### MATERIAL
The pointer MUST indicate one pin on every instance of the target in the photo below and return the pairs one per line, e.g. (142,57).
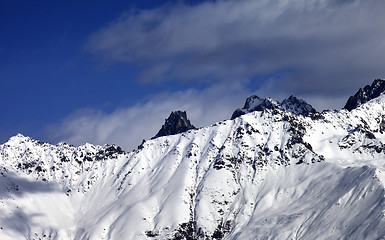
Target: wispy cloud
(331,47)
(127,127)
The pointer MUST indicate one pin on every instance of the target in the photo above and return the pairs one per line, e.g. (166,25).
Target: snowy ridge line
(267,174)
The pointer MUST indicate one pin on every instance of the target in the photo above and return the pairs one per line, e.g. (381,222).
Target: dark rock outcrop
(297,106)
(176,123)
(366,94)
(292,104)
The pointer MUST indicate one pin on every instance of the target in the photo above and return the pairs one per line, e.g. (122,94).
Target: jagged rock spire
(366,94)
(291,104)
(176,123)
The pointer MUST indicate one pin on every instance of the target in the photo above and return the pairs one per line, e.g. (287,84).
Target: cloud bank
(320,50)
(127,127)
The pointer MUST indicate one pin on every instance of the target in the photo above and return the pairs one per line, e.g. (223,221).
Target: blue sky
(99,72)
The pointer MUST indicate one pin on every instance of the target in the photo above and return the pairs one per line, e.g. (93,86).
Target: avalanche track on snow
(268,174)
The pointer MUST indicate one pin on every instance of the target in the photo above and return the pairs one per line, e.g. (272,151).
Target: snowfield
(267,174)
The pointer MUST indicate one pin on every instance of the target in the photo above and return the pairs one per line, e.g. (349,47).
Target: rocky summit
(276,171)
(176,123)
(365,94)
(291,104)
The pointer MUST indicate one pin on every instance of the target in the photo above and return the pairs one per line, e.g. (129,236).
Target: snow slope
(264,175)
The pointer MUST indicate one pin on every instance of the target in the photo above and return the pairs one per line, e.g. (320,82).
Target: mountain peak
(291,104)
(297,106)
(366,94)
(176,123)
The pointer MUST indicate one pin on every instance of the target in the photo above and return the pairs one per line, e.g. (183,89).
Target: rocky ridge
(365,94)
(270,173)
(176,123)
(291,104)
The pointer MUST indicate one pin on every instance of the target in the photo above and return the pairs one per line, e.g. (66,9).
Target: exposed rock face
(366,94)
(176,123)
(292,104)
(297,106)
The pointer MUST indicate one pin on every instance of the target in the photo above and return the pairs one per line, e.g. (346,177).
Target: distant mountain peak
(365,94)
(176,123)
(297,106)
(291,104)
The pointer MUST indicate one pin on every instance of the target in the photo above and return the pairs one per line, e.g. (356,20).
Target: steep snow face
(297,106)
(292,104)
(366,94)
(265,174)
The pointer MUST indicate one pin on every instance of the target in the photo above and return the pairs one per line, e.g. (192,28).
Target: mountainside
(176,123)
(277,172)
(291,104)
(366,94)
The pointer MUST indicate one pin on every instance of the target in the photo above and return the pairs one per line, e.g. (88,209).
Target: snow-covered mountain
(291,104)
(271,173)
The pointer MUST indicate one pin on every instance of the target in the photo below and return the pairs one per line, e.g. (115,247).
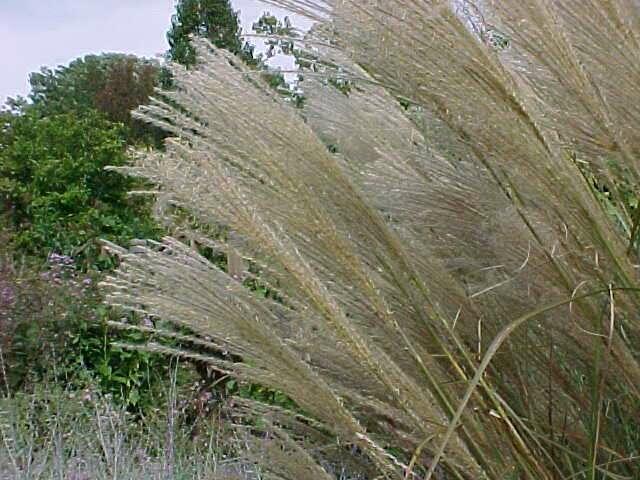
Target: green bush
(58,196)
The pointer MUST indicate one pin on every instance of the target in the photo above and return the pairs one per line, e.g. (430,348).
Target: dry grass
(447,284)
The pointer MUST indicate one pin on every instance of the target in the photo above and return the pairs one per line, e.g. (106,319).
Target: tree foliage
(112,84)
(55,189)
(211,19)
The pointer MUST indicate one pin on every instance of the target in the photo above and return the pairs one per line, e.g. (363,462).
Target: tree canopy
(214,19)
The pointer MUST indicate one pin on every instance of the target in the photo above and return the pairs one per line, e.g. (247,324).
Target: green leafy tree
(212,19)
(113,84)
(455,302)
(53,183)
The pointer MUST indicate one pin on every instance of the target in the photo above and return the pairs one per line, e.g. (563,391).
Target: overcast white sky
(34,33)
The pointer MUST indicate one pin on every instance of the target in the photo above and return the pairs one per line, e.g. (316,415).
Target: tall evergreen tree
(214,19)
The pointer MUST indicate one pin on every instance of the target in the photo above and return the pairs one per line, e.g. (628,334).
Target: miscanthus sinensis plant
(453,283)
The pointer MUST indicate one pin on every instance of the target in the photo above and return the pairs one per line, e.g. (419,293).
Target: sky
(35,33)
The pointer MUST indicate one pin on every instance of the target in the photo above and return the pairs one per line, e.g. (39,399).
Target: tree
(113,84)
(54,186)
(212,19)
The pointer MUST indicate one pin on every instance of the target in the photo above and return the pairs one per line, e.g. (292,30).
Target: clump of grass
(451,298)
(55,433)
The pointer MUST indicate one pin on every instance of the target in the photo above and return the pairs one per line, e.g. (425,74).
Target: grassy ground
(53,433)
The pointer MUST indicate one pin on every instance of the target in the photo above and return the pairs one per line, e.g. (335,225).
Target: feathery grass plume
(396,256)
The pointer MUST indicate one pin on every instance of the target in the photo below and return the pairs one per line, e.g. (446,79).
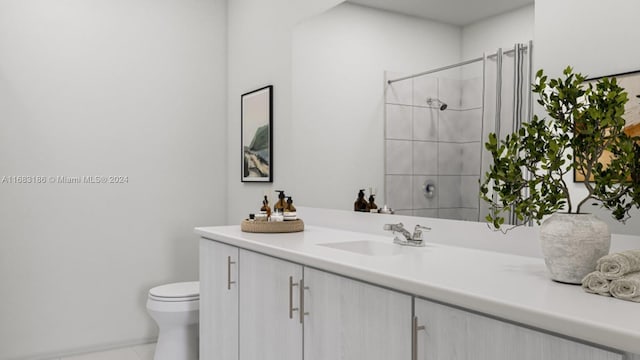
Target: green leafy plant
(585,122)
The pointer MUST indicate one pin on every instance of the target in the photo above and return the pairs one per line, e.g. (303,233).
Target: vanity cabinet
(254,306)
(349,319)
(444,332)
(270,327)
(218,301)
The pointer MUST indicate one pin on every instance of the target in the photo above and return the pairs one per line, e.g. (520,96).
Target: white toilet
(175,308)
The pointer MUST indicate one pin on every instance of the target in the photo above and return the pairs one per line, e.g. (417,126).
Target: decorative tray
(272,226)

### TASK INSTRUCTIONS
Reproduce the part of the data that opens with the line containing "line, e.g. (292,30)." and runs through the end of the data, keeping every line but multiplying each answer coordinate by 2.5 and rounding to whole numbers, halves up. Leave the sample pairs after "e.g." unchanged, and omit the pictures.

### RESPONSE
The pointer MUST indicate one pin on every instance of the target in the photo above and return the pairs one per line, e.g. (292,30).
Target: clump of grass
(1128,745)
(138,1083)
The pointer MUST indicate one pin on every instance of the target in the photo above and return the pairs one per line, e.g. (425,74).
Target: grassy ground
(133,1083)
The pointer MUST indicate one pin on every instance of the target in the photo above and return the pairs one per line, e.g. (335,225).
Target: feathery grass plume
(990,640)
The pointer MUST indicate one pin on every instance of the target in the photo below and return the pairs one per line, e.g. (446,79).
Target: green leafy plant
(1463,305)
The pointer MUST indicate one pin on every instance of the target in the photo above and return the pairs one per line, e.g. (303,233).
Target: vanity cabinet
(635,765)
(873,798)
(1110,830)
(675,818)
(545,753)
The pointer MUST indicate one pin on every instance of the target in the photo above and return the pairs one per line, e.g. (520,96).
Target: white toilet
(438,770)
The pointer MUST indicate one pin on every instance of the target in the photo above and return the pairs one per line, e.g. (417,126).
Target: decorative tray
(680,565)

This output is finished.